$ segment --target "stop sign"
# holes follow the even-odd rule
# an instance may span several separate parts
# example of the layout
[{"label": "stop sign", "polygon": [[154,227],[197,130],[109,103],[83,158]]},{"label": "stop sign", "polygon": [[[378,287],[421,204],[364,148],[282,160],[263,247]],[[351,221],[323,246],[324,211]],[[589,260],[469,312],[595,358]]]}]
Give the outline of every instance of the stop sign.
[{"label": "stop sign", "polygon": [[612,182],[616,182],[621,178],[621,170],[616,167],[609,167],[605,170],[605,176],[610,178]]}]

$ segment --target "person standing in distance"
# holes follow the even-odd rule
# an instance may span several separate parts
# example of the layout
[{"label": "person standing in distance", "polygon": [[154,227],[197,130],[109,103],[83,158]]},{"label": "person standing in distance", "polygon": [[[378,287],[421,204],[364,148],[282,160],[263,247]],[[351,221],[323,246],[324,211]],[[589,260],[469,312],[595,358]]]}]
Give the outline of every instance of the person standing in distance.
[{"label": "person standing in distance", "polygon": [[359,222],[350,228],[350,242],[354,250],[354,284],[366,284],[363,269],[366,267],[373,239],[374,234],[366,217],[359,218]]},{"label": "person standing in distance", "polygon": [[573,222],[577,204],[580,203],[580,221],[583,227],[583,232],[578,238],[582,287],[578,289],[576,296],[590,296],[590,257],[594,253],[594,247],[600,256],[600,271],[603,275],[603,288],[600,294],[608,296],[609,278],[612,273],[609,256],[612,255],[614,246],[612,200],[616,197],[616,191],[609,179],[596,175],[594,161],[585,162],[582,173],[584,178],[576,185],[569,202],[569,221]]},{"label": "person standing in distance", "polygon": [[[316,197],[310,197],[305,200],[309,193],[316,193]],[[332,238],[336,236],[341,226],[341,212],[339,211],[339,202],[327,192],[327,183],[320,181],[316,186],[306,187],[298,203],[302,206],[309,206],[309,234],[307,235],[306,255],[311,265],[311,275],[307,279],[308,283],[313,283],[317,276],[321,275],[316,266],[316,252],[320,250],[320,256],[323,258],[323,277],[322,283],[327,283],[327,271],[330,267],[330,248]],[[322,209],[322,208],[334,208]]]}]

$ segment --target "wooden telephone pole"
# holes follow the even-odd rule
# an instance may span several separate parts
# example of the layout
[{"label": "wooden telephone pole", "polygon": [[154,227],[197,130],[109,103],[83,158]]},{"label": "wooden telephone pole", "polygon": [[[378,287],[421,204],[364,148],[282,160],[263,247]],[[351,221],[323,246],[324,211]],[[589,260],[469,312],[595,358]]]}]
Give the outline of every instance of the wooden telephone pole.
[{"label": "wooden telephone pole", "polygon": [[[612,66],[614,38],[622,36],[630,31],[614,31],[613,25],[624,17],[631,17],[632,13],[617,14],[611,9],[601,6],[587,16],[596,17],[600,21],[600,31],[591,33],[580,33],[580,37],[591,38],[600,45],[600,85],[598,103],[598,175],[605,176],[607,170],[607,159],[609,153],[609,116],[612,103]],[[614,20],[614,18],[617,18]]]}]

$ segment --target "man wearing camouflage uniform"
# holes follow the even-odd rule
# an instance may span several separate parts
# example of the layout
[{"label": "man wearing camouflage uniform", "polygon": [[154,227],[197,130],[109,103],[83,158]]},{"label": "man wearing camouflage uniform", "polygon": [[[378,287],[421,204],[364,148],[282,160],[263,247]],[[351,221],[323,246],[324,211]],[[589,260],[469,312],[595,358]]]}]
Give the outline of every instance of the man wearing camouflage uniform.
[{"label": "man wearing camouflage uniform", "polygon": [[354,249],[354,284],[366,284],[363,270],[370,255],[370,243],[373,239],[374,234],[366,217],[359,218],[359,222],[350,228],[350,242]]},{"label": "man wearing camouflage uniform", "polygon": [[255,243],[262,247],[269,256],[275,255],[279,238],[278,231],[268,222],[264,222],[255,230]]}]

* * * * * * * * *

Task statement: From the listing above, collect each line in which the string "segment" appears.

Response to this task:
$ segment --target "stop sign"
$ segment --target "person standing in distance"
$ segment --target "wooden telephone pole"
$ segment --target "man wearing camouflage uniform"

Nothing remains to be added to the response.